▶ **GIVEN RECORDS**:
## Begin
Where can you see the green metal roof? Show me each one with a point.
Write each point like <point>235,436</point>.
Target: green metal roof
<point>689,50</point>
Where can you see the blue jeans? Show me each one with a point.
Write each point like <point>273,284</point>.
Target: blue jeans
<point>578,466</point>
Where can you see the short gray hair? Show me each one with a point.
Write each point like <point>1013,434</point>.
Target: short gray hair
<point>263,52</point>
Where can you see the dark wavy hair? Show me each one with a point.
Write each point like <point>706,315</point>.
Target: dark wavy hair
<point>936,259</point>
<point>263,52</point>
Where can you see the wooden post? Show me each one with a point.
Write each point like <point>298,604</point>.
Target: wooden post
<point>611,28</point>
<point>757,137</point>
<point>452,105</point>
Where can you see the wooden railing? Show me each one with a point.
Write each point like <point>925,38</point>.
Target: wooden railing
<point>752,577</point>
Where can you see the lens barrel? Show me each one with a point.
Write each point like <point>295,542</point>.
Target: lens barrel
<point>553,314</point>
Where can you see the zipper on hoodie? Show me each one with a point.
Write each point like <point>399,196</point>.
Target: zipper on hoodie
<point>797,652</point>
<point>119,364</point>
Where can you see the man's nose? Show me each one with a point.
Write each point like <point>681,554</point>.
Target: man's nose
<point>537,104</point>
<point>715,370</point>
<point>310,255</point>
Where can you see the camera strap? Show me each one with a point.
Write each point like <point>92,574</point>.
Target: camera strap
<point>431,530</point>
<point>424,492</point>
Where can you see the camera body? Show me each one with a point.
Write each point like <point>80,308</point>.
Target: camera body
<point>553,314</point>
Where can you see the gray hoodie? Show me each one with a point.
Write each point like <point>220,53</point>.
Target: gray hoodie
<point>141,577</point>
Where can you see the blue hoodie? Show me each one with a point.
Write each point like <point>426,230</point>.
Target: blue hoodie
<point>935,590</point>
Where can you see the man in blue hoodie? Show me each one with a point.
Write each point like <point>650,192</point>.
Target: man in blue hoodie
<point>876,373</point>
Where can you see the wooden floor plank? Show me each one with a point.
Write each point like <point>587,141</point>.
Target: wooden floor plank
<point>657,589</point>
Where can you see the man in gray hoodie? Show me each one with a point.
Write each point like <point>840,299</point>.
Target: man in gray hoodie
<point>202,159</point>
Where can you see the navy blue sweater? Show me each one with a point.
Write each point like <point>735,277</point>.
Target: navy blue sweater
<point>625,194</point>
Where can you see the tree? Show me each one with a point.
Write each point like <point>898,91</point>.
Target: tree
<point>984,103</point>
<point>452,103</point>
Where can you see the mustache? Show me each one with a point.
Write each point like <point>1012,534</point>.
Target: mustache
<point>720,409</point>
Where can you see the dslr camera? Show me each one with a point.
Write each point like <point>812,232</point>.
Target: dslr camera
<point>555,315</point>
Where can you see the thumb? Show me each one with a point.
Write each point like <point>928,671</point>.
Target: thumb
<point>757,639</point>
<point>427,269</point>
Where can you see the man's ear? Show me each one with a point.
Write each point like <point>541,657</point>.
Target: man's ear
## End
▶ **PROBLEM DESCRIPTION**: Convert every line of the items above into a JSON list of strings, with one string per line and blank lines omitted.

▶ **CORRECT ANSWER**:
[
  "Where can you see the green metal roof? Show me each one with a point.",
  "Write each point like <point>235,436</point>.",
  "Target: green metal roof",
  "<point>689,50</point>",
  "Where can you see the blue jeans? Show me each one with a point.",
  "Write each point like <point>273,284</point>.",
  "Target: blue jeans",
  "<point>578,466</point>",
  "Where can you see the short gray hair? Show me each one with a point.",
  "Write each point like <point>1013,434</point>.",
  "Target: short gray hair",
  "<point>263,52</point>",
  "Where can you see the dark wavy hair? Show me each one with a point.",
  "Write each point like <point>706,315</point>.",
  "Target: dark wavy hair",
  "<point>936,259</point>",
  "<point>263,52</point>",
  "Where can you see the wooden post? Show me each one with a point.",
  "Write each point like <point>298,604</point>.",
  "Target: wooden post",
  "<point>611,28</point>",
  "<point>757,137</point>",
  "<point>452,105</point>",
  "Where can you see the wooden railing? Show me each one with a point.",
  "Write each point like <point>925,38</point>.",
  "Target: wooden railing",
  "<point>752,577</point>",
  "Where can you see the lens barrel? Show me each one with a point.",
  "Write each point like <point>295,542</point>.",
  "Target: lens barrel",
  "<point>553,314</point>",
  "Where can you see the zipper on hoodie? Show me each one with a point.",
  "Write each point like <point>399,196</point>.",
  "Target: zipper on hoodie",
  "<point>797,652</point>",
  "<point>119,364</point>",
  "Where can you see the man's nose? Show me each one with a point.",
  "Write each point like <point>681,554</point>.",
  "Target: man's nose",
  "<point>537,104</point>",
  "<point>715,370</point>",
  "<point>310,255</point>",
  "Where can you see the camera strap? Show me each one with a point.",
  "Write each point like <point>92,574</point>.",
  "Target: camera strap",
  "<point>431,530</point>",
  "<point>424,492</point>",
  "Where can you see the camera body? Show me each one with a point.",
  "Write each point like <point>80,308</point>.",
  "Target: camera body",
  "<point>553,314</point>",
  "Where can you see the gray hoodie? Show me each one with a point.",
  "Write each point like <point>220,53</point>.",
  "Target: gray hoodie",
  "<point>141,577</point>",
  "Where can you see the blue hoodie? Show me each one with a point.",
  "Write each point like <point>426,230</point>.",
  "Target: blue hoodie",
  "<point>935,590</point>",
  "Where can you see the man in blue hoodie? Show me each one with a point.",
  "Write each point like <point>650,192</point>.",
  "Target: man in blue hoodie",
  "<point>876,373</point>",
  "Where can you see the wooden floor plank? Show me each one with a point.",
  "Write each point like <point>587,141</point>.",
  "Target: wooden floor plank",
  "<point>657,589</point>",
  "Where can you see the man in gray hoodie? Show me each one with a point.",
  "Write each point like <point>840,299</point>.",
  "Target: man in gray hoodie",
  "<point>202,159</point>",
  "Where can you see the navy blue sweater? Show me each one with a point.",
  "Write each point like <point>735,277</point>.",
  "Target: navy blue sweater",
  "<point>625,194</point>",
  "Where can you see the tree? Show me each one with a point.",
  "Write each point like <point>898,91</point>.",
  "Target: tree",
  "<point>984,103</point>",
  "<point>452,103</point>",
  "Where can you see the mustache? Show me each one with a point.",
  "Write each point like <point>1012,534</point>.",
  "Target: mustache",
  "<point>720,409</point>",
  "Where can you see the dslr camera? Show me each one with a point.",
  "Write each point like <point>812,232</point>.",
  "Target: dslr camera",
  "<point>555,315</point>",
  "Where can you see the thumb? Show me each one with a point.",
  "Write each point like <point>928,671</point>.",
  "Target: thumb",
  "<point>757,639</point>",
  "<point>427,269</point>",
  "Where can you see the man's ear? Show me each one with a point.",
  "Write each point like <point>541,657</point>.",
  "Target: man's ear"
]